> Text extract:
--- BEGIN ---

Tuesday, March 6, 2007

Minute-by-Minute: UFC 68


By Jake Rossen

There would normally be little incentive to recap what many assumed would be Randy Couture's career funeral. (Even though much of Sherdog.com's offerings are dejecting, it's not on purpose.) But UFC 68, telecast Saturday from Columbus, Ohio, had a radically different result, one that was less Brian's Song on the Depress-o-meter and more Rocky Balboa.

Because the evening is destined to be remembered fondly — and because my gas bill is due — I offer these observations.

10:00 p.m. A last-minute run for Baked Doritos has gone awry; I'm sitting at a stop light in my car. Sepia Gladiator Guy will have to start fondling dirt without me.

--- END ---

> Data provided:

--- BEGIN ---

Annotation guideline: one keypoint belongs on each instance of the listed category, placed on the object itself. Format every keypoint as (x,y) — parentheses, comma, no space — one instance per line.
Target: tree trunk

--- END ---

> Task details:
Can you reproduce the part of the UFC 68 recap that opens with the words "By Jake Rossen" and closes with "more Rocky Balboa.", changing "Rocky Balboa" to "Rocky"?

> The completed task:
By Jake Rossen

There would normally be little incentive to recap what many assumed would be Randy Couture's career funeral. (Even though much of Sherdog.com's offerings are dejecting, it's not on purpose.) But UFC 68, telecast Saturday from Columbus, Ohio, had a radically different result, one that was less Brian's Song on the Depress-o-meter and more Rocky.